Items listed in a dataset
────────────────

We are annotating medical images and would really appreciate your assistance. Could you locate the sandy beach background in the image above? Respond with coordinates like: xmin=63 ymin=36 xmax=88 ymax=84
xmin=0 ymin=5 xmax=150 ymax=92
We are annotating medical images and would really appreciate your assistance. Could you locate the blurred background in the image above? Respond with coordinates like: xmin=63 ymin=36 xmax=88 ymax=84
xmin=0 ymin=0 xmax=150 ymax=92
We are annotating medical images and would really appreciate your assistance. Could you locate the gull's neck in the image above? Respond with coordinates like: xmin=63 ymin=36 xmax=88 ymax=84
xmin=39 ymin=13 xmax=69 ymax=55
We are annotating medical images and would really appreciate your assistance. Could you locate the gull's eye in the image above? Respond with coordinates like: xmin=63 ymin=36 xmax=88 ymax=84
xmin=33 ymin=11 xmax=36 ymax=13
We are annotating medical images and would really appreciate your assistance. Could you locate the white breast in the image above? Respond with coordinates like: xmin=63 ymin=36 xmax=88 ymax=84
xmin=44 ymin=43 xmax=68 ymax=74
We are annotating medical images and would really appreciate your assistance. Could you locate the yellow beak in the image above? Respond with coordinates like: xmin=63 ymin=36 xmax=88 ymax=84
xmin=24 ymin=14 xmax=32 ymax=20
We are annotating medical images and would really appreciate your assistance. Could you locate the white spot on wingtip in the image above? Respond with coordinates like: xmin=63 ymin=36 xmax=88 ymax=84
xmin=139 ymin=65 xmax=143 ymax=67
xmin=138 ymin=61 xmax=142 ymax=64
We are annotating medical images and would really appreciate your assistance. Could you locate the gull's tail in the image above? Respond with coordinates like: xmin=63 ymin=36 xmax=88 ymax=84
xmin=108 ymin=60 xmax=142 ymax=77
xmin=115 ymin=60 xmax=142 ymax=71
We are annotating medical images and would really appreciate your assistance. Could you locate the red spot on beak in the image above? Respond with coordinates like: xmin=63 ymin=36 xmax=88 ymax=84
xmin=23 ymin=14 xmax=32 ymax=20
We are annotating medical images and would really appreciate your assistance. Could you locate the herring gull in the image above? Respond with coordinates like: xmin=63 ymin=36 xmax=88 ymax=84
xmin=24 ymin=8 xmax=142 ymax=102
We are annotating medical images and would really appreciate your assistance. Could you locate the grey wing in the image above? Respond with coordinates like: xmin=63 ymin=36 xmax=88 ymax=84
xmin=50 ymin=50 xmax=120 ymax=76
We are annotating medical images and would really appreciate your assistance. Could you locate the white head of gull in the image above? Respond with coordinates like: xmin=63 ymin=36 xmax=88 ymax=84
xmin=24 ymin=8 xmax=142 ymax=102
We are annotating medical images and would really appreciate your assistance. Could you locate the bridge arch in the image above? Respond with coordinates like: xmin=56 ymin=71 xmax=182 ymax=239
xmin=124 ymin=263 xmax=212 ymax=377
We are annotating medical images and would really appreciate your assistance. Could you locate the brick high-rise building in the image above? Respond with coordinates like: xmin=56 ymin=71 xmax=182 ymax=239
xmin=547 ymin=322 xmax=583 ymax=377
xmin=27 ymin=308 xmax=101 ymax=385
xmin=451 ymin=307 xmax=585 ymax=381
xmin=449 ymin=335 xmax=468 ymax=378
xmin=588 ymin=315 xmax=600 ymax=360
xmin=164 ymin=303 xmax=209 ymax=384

────────────────

**TASK DIRECTIONS**
Recopy all of the records verbatim.

**OUTPUT FOR THIS EXERCISE**
We are annotating medical images and would really appreciate your assistance. Could you locate the sandy beach background in the image above? Respond with coordinates like: xmin=63 ymin=36 xmax=88 ymax=84
xmin=0 ymin=5 xmax=150 ymax=92
We are annotating medical images and would really appreciate your assistance. Could you locate the blurred background in the image above? Respond with coordinates like: xmin=63 ymin=36 xmax=88 ymax=84
xmin=0 ymin=0 xmax=150 ymax=92
We are annotating medical images and would really appreciate your assistance. Could you locate the gull's neck in the image above? Respond with coordinates like: xmin=63 ymin=36 xmax=88 ymax=84
xmin=39 ymin=13 xmax=69 ymax=55
We are annotating medical images and would really appreciate your assistance. Could you locate the gull's eye in the image above? Respond with coordinates like: xmin=63 ymin=36 xmax=88 ymax=84
xmin=33 ymin=11 xmax=36 ymax=13
We are annotating medical images and would really appreciate your assistance. Could you locate the white breast in the image above? Respond with coordinates like: xmin=63 ymin=36 xmax=88 ymax=84
xmin=44 ymin=43 xmax=68 ymax=74
We are annotating medical images and would really appreciate your assistance. Could you locate the yellow beak in the image above? Respond with coordinates like: xmin=63 ymin=36 xmax=88 ymax=84
xmin=24 ymin=14 xmax=32 ymax=20
We are annotating medical images and would really appreciate your assistance. Could you locate the white spot on wingtip in the image above? Respond with coordinates like: xmin=63 ymin=36 xmax=88 ymax=84
xmin=139 ymin=65 xmax=143 ymax=67
xmin=138 ymin=61 xmax=142 ymax=64
We are annotating medical images and would really appreciate your assistance. Could you locate the gull's tail in the image above? Respond with coordinates like: xmin=63 ymin=36 xmax=88 ymax=84
xmin=108 ymin=60 xmax=142 ymax=77
xmin=115 ymin=60 xmax=142 ymax=71
We are annotating medical images and would really appreciate your assistance. Could you locate the red spot on beak in the image above? Respond with coordinates like: xmin=63 ymin=36 xmax=88 ymax=84
xmin=23 ymin=14 xmax=32 ymax=20
We are annotating medical images and would really appreciate your assistance. Could you locate the herring gull in the image above? Respond with coordinates like: xmin=63 ymin=36 xmax=88 ymax=84
xmin=24 ymin=8 xmax=142 ymax=102
We are annotating medical images and would really appreciate your assistance. Could you locate the grey wing in the image above? Respond with coordinates like: xmin=63 ymin=36 xmax=88 ymax=84
xmin=50 ymin=50 xmax=120 ymax=76
We are annotating medical images and would really appreciate your assistance. Could you locate the white head of gull in the image above? Respond with coordinates like: xmin=63 ymin=36 xmax=88 ymax=84
xmin=24 ymin=8 xmax=142 ymax=102
We are annotating medical images and would really appreciate your assistance. Could you locate the bridge arch in the image above? Respond with coordinates like: xmin=56 ymin=71 xmax=182 ymax=239
xmin=124 ymin=263 xmax=212 ymax=377
We are annotating medical images and would really appreciate your assistance. Could you locate the brick high-rise building in the image above? Respond with coordinates like: xmin=56 ymin=71 xmax=182 ymax=239
xmin=547 ymin=322 xmax=583 ymax=377
xmin=27 ymin=308 xmax=101 ymax=385
xmin=451 ymin=307 xmax=585 ymax=381
xmin=449 ymin=335 xmax=468 ymax=378
xmin=588 ymin=315 xmax=600 ymax=360
xmin=164 ymin=303 xmax=209 ymax=384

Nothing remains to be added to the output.